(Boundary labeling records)
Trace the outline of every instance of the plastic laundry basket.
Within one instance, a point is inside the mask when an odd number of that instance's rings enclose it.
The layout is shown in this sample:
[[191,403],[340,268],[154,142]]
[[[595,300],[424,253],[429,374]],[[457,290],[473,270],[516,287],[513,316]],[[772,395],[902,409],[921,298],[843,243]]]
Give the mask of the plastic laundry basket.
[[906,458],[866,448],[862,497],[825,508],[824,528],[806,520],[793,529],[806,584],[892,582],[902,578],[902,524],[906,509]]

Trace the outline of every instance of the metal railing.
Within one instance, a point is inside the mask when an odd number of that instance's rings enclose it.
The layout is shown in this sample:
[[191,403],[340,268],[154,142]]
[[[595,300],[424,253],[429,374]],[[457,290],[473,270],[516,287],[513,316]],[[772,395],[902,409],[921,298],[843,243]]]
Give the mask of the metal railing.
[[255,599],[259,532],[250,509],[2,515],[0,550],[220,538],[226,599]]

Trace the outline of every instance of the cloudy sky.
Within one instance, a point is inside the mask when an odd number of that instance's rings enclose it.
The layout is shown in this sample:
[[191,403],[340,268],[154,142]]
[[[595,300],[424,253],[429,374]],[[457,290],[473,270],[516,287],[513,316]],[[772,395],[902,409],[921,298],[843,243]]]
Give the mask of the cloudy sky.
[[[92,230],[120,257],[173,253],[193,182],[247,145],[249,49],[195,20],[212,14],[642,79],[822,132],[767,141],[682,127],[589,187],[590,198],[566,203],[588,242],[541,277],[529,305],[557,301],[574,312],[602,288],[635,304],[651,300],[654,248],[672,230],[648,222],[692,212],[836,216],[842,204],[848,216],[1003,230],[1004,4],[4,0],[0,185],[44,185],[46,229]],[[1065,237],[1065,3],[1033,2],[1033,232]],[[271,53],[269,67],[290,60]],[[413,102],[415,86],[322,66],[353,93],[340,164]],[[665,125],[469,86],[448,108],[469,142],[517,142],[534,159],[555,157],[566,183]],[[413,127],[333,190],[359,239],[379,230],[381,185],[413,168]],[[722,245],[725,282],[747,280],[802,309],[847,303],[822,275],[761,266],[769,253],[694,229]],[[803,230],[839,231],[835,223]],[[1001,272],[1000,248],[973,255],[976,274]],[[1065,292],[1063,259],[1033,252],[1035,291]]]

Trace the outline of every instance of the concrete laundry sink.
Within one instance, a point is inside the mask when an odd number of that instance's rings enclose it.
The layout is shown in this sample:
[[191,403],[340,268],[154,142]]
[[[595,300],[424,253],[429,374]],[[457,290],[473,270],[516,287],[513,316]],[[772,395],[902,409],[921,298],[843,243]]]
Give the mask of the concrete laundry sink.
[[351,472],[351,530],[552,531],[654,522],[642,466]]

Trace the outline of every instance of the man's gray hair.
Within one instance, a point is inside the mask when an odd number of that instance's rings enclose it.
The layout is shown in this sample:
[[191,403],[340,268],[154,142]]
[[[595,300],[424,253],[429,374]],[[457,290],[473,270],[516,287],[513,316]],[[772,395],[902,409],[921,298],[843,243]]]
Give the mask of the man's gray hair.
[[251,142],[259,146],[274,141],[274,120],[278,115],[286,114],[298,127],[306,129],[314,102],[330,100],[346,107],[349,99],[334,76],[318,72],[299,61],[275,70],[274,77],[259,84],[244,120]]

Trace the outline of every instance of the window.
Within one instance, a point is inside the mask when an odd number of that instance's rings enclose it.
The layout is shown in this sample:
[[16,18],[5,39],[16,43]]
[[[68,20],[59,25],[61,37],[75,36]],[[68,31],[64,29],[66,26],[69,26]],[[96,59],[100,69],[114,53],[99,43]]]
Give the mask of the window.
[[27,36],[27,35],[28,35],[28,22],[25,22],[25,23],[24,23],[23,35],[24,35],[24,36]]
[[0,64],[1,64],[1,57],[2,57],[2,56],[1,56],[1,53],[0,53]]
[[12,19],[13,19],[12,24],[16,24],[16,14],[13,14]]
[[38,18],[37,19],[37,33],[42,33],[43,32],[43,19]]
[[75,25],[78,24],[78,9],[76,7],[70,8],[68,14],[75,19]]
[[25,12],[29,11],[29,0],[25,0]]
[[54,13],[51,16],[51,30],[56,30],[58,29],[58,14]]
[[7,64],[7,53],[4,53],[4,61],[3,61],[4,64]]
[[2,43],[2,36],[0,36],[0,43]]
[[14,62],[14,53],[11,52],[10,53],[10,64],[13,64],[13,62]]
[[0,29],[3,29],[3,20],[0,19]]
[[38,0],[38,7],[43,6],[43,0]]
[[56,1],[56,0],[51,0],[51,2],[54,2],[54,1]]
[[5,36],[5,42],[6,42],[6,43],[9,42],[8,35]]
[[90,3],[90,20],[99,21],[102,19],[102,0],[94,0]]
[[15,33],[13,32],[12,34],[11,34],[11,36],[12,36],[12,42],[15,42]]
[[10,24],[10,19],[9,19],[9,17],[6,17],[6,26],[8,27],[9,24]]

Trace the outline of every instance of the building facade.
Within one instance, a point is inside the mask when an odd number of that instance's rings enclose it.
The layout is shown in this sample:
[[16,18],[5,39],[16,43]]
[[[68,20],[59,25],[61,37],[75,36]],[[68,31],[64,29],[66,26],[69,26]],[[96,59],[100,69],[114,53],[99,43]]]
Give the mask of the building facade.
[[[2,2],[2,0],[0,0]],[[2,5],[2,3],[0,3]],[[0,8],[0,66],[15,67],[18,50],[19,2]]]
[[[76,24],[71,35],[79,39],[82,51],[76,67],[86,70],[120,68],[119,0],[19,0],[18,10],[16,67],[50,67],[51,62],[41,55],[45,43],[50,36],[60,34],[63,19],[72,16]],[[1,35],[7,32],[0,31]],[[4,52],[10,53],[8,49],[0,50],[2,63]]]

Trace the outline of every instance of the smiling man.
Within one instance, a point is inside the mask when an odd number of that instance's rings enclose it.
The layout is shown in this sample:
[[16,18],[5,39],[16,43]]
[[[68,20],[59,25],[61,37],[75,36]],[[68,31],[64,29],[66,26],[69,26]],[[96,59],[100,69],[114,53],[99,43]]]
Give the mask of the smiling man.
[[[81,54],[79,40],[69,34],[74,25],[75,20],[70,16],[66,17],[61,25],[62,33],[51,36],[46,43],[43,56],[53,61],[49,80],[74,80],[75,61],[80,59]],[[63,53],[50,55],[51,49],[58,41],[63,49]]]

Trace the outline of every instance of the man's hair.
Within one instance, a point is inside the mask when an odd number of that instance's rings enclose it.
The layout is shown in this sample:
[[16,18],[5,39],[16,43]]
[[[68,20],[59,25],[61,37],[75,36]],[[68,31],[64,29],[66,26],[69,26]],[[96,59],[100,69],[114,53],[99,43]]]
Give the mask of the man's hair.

## Work to do
Please reproduce all of the records above with "sample" renamed to "example" wherever it occurs, leaving everything else unchanged.

## Task output
Trace the outline of every instance of the plastic laundry basket.
Within one instance, a point is inside the mask when an odd number of that instance's rings enclose it.
The layout is shown in this example:
[[191,403],[340,268],[154,142]]
[[[595,300],[424,253],[429,374]],[[457,290],[473,270],[516,287],[513,316]],[[772,395],[902,409],[921,298],[843,243]]]
Give the mask of the plastic laundry basket.
[[906,458],[866,448],[862,497],[825,508],[824,528],[806,520],[793,529],[806,584],[892,582],[902,578],[902,524],[906,509]]

Trace the outline of every instance of the metal railing.
Within one instance, a point is inside the mask when an odd number of that instance's rings enclose it.
The layout is shown in this example:
[[191,403],[340,268],[154,142]]
[[[595,300],[424,253],[429,374]],[[457,290],[473,270],[516,287],[513,316]],[[772,395],[902,409],[921,298],[843,243]]]
Give the mask of the metal railing.
[[255,599],[259,532],[250,509],[2,515],[0,550],[220,538],[226,599]]

Trace the outline of every instance of the cloudy sky.
Within one instance, a point is inside the mask when an odd number of that instance's rings enclose it.
The layout is shown in this example:
[[191,403],[340,268],[154,142]]
[[[595,300],[424,253],[429,374]],[[457,290],[473,270],[516,287],[513,316]],[[772,395],[902,409],[921,298],[843,243]]]
Give the mask of the cloudy sky.
[[[92,230],[120,257],[173,253],[193,182],[247,145],[249,49],[195,20],[212,14],[642,79],[822,132],[767,141],[682,127],[589,187],[590,198],[566,203],[588,242],[541,277],[529,305],[557,301],[574,312],[602,288],[635,304],[651,300],[654,248],[672,230],[648,222],[692,212],[836,216],[842,204],[848,216],[1003,230],[1004,4],[4,0],[0,185],[44,185],[46,229]],[[1065,237],[1065,3],[1033,2],[1033,232]],[[271,53],[269,67],[290,60]],[[413,102],[415,86],[322,66],[353,93],[340,164]],[[665,125],[469,86],[448,108],[469,142],[517,142],[534,159],[555,157],[566,183]],[[413,127],[333,190],[359,239],[379,230],[381,185],[413,168]],[[722,245],[725,282],[747,280],[802,309],[847,303],[822,275],[761,266],[769,253],[694,229]],[[803,230],[839,231],[835,223]],[[1001,272],[1000,248],[973,255],[976,274]],[[1065,292],[1063,259],[1033,252],[1035,291]]]

Trace the outline of every instance of the concrete laundry sink.
Within one instance, a point is inside the mask when an odd number of that instance's rings enclose it.
The layout is shown in this example:
[[191,403],[340,268],[154,142]]
[[[595,300],[424,253],[429,374]],[[457,290],[473,270],[516,287],[513,316]],[[772,395],[902,409],[921,298],[843,243]]]
Give the mask of the concrete laundry sink.
[[351,472],[351,530],[552,531],[654,522],[642,466]]

Trace the outline of every instance of the man's gray hair.
Within one instance, a point is inside the mask when an odd number of that instance's rings enclose it.
The layout is shown in this example:
[[191,403],[340,268],[154,142]]
[[[595,300],[424,253],[429,374]],[[457,290],[473,270],[516,287],[513,316]],[[772,395],[902,409],[921,298],[843,243]]]
Give the mask of the man's gray hair.
[[251,142],[259,146],[274,141],[274,120],[278,115],[286,114],[298,127],[306,129],[314,102],[330,100],[346,107],[349,99],[334,76],[318,72],[299,61],[275,70],[274,77],[259,84],[244,120]]

Trace the outline of every instance of the window.
Within one instance, a point is inside the mask when an odd number of that instance's rings enclose it.
The layout is shown in this example:
[[16,18],[5,39],[16,43]]
[[[68,20],[59,25],[61,37],[75,36]],[[68,31],[64,29],[66,26],[69,26]],[[96,59],[100,69],[114,53],[99,43]]]
Give the mask of the window.
[[27,36],[27,35],[28,35],[28,22],[25,22],[25,23],[24,23],[23,35],[24,35],[24,36]]
[[0,64],[1,64],[1,57],[2,57],[2,56],[1,56],[1,53],[0,53]]
[[12,19],[13,19],[12,24],[16,24],[16,14],[13,14]]
[[38,18],[37,19],[37,33],[42,33],[43,32],[43,19]]
[[75,25],[78,24],[78,9],[76,7],[70,8],[68,14],[75,19]]
[[25,12],[29,11],[29,0],[25,0]]
[[54,13],[51,16],[51,30],[56,30],[58,29],[58,14]]
[[7,64],[7,53],[4,53],[4,61],[3,61],[4,64]]
[[2,43],[2,36],[0,36],[0,43]]
[[14,62],[14,53],[11,52],[10,53],[10,64],[13,64],[13,62]]
[[0,29],[3,29],[3,20],[0,19]]
[[38,0],[38,7],[43,6],[43,0]]
[[56,1],[56,0],[51,0],[51,2],[54,2],[54,1]]
[[5,36],[5,42],[6,42],[6,43],[9,42],[8,35]]
[[90,3],[90,20],[99,21],[102,19],[102,0],[94,0]]
[[15,33],[13,32],[12,34],[11,34],[11,36],[12,36],[12,42],[15,42]]
[[10,24],[10,19],[9,19],[9,17],[6,17],[6,26],[8,27],[9,24]]

Trace the outline of every instance of the building facade.
Within one instance, a point is inside the mask when an odd number of that instance's rings enclose it.
The layout is shown in this example:
[[16,18],[5,39],[16,43]]
[[[68,20],[59,25],[61,37],[75,36]],[[68,31],[64,29],[66,26],[69,26]],[[96,59],[100,69],[114,53],[99,43]]]
Give the mask of the building facade.
[[[2,2],[2,0],[0,0]],[[2,5],[2,3],[0,3]],[[0,8],[0,66],[15,67],[18,50],[19,2]]]
[[[76,24],[71,35],[79,39],[82,51],[76,67],[86,70],[120,68],[119,0],[19,0],[18,10],[16,67],[50,67],[51,62],[41,55],[45,43],[50,36],[60,34],[63,19],[72,16]],[[1,35],[7,32],[0,31]],[[4,52],[10,53],[8,49],[0,50],[2,63]]]

Trace the outline of every instance of the smiling man.
Within one instance, a point is inside the mask when an odd number of that instance's rings enclose it.
The layout is shown in this example:
[[16,18],[5,39],[16,43]]
[[[68,20],[59,25],[61,37],[75,36]],[[68,31],[64,29],[66,26],[69,26]],[[96,59],[100,69],[114,53],[99,43]]]
Give the mask of the smiling man.
[[[81,54],[79,40],[69,34],[74,25],[75,20],[70,16],[66,17],[61,25],[62,33],[51,36],[46,43],[43,56],[53,61],[49,80],[74,80],[75,61],[80,59]],[[63,53],[50,55],[51,49],[58,41],[63,49]]]

Trace the outline of every instance of the man's hair.
Within one instance, a point is inside the mask when an odd number of that instance's rings enclose it.
The layout is shown in this example:
[[16,18],[5,39],[16,43]]
[[[68,20],[59,25],[61,37],[75,36]],[[68,31],[64,29],[66,26],[69,26]],[[96,59],[100,69],[114,53],[99,43]]]
Give the mask of the man's hair.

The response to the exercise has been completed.